- [課題 1] クロスアポイントメント制度の文章のうち、「経済産業省と文部科学省は、研」から始めて「入が有効と考えられています。」まで続く部分を一字一句そのまま引用すること。
- [課題 2] クロスアポイントメント制度の文章によると、制度の基本的枠組と留意点をとりまとめて公表したのはどの機関か。
- [課題 3] クロスアポイントメント制度の文章の続きを、最後の文の後から書いてください。

- [提供文]
•••••
経済産業省と文部科学省は、研究者等が大学や公的研究機関、民間企業等の間で、それぞれと雇用契約関係を結び、各機関の責任の下で業務を行うことが可能となる仕組みである「クロスアポイントメント制度」の基本的枠組と制度活用にあたっての留意点をとりまとめ公表しました。
■クロスアポイントメント制度の概要
◎背景
新たなイノベーション創出のためには、大学や公的研究機関等の技術シーズが円滑に民間企業に「橋渡し」されることが重要であり、卓越した人材が大学や公的研究機関、企業等の壁を越えて、複数の組織において活躍できるような環境を整備することが必要とされています。そのためには、研究者等が、それぞれの機関における役割に応じて研究・開発及び教育に従事することを可能とするクロスアポイントメント制度の導入が有効と考えられています。
•••••
- [提供データ]
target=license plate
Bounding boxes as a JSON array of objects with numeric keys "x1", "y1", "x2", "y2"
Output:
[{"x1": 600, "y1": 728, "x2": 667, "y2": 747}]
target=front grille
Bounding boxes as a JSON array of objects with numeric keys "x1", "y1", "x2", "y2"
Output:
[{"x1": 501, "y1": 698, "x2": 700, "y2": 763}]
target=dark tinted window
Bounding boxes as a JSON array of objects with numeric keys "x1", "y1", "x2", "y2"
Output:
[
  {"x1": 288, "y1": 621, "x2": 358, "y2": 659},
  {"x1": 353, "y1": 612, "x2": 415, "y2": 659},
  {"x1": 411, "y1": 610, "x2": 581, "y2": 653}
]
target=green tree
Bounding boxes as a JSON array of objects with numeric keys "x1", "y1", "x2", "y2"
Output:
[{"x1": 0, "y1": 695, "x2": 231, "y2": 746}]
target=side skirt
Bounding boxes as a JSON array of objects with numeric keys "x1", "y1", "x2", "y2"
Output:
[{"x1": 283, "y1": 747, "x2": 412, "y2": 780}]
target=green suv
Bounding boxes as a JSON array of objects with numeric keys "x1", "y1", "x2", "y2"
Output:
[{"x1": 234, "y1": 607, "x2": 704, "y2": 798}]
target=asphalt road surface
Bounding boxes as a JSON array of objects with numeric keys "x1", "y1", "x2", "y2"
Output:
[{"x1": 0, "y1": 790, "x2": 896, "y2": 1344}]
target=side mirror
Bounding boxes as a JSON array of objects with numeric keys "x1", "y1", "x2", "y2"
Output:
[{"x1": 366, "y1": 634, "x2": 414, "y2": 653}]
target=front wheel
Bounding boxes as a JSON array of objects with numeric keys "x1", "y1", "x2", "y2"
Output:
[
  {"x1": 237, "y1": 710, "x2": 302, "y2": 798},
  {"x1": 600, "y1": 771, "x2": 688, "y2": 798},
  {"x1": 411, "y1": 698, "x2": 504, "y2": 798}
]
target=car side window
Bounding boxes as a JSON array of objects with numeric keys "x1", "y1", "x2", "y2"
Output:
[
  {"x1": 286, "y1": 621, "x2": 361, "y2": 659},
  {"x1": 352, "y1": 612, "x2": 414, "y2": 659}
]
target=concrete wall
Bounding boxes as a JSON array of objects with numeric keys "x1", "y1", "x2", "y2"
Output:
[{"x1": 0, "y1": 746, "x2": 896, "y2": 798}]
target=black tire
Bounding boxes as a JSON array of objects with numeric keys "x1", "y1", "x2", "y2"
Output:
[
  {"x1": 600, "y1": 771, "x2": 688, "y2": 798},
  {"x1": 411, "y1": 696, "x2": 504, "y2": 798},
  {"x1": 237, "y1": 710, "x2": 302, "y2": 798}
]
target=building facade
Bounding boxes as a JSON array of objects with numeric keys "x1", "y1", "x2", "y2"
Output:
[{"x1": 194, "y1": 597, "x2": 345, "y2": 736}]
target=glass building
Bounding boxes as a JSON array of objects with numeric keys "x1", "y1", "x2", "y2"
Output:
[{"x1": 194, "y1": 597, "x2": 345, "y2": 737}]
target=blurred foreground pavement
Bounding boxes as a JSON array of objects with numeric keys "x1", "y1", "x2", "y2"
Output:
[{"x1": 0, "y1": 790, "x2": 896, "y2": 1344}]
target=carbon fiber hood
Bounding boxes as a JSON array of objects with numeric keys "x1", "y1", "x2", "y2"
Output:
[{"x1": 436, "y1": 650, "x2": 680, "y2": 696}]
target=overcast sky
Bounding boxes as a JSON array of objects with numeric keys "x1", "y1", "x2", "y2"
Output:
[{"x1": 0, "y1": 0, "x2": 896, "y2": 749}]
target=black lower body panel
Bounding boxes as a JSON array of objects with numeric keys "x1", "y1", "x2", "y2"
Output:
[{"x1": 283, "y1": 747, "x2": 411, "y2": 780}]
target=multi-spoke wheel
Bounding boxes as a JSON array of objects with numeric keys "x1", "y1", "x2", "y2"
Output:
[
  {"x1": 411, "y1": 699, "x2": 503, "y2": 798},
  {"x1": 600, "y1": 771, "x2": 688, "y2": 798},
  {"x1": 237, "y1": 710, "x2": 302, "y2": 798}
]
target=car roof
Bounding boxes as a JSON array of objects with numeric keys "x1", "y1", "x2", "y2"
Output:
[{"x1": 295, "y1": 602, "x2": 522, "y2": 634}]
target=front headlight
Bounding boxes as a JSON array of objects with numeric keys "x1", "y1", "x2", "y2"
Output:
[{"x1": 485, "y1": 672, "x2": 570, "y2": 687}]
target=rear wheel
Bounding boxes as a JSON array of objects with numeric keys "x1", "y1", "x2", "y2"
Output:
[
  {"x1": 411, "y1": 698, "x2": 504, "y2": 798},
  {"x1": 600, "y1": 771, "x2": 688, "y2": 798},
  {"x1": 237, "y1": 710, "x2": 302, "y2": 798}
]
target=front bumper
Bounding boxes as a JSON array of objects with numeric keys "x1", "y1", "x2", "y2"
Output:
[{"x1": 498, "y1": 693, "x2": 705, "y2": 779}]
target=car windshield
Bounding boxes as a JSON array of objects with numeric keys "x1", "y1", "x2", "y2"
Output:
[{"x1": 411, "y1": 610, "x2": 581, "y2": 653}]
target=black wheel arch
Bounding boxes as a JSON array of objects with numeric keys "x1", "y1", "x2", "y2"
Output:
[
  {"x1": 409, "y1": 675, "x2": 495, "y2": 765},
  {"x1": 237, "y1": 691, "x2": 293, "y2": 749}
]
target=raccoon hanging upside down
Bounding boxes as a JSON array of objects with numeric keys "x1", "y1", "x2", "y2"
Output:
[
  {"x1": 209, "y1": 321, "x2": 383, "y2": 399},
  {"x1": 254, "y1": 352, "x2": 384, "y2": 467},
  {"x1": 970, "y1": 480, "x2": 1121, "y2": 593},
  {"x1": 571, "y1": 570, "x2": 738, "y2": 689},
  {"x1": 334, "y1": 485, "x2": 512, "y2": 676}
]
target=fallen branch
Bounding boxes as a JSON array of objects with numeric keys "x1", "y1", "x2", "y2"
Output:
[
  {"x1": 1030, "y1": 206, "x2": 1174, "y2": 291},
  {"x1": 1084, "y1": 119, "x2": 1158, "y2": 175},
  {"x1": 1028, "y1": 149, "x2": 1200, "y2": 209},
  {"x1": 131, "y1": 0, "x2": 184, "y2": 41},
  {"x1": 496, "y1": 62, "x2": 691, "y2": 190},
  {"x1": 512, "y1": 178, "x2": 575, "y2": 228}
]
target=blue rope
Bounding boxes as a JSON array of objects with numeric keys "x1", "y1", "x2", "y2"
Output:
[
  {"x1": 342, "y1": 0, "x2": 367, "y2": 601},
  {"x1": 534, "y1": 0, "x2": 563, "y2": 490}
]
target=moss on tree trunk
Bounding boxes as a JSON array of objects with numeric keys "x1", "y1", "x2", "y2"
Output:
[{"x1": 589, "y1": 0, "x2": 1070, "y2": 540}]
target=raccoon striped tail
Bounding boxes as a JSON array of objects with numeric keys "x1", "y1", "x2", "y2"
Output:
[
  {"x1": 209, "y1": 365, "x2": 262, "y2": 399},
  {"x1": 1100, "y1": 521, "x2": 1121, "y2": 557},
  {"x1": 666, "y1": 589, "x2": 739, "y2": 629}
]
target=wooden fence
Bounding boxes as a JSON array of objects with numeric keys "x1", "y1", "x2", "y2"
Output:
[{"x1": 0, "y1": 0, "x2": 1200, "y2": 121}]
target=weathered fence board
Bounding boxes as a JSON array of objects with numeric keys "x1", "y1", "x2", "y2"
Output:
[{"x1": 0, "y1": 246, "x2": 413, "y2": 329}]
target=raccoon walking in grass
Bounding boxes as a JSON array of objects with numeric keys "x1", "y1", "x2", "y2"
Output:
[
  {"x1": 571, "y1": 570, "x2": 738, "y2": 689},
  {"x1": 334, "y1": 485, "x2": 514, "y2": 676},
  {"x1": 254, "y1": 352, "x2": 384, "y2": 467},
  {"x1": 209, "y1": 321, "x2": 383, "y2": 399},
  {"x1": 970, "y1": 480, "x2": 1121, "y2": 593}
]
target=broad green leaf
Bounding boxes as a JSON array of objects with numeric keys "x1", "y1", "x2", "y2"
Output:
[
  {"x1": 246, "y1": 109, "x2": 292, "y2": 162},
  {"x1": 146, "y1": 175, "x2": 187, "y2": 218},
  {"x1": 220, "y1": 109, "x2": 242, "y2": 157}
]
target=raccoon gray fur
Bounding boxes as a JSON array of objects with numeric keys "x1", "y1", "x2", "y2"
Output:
•••••
- [解答 1]
経済産業省と文部科学省は、研究者等が大学や公的研究機関、民間企業等の間で、それぞれと雇用契約関係を結び、各機関の責任の下で業務を行うことが可能となる仕組みである「クロスアポイントメント制度」の基本的枠組と制度活用にあたっての留意点をとりまとめ公表しました。
■クロスアポイントメント制度の概要
◎背景
新たなイノベーション創出のためには、大学や公的研究機関等の技術シーズが円滑に民間企業に「橋渡し」されることが重要であり、卓越した人材が大学や公的研究機関、企業等の壁を越えて、複数の組織において活躍できるような環境を整備することが必要とされています。そのためには、研究者等が、それぞれの機関における役割に応じて研究・開発及び教育に従事することを可能とするクロスアポイントメント制度の導入が有効と考えられています。

- [解答 2] 経済産業省と文部科学省。

- [解答 3]
また、「『日本再興戦略』改訂2014」(平成26年6月24日閣議決定)や「科学技術イノベーション総合戦略2014」(平成26年6月24日閣議決定)等においても、クロスアポイントメント制度の積極的な導入・活用の必要性がうたわれています。
◎クロスアポイントメント制度とは
クロスアポイントメント制度とは、研究者等が大学、公的研究機関、企業の中で、二つ以上の機関に雇用されつつ、一定のエフォート管理の下で、それぞれの機関における役割に応じて研究・開発及び教育に従事することを可能にする制度です。
今回、内閣府の取りまとめの下、文部科学省、経済産業省でクロスアポイントメント制度の基本的枠組について検討するとともに、その実施に当たっての医療保険、年金等に関する各種法制度との関係等を制度官庁に確認し、「クロスアポイントメント制度の基本的枠組と留意点」としてとりまとめられました。
今後、大学や公的研究機関、企業等の間でクロスアポイントメント制度が活用されることにより、研究者等の人材が組織の壁を越えて活躍することを通じて、イノベーション・ナショナルシステムにおける技術の橋渡し機能が強化されることが期待されます。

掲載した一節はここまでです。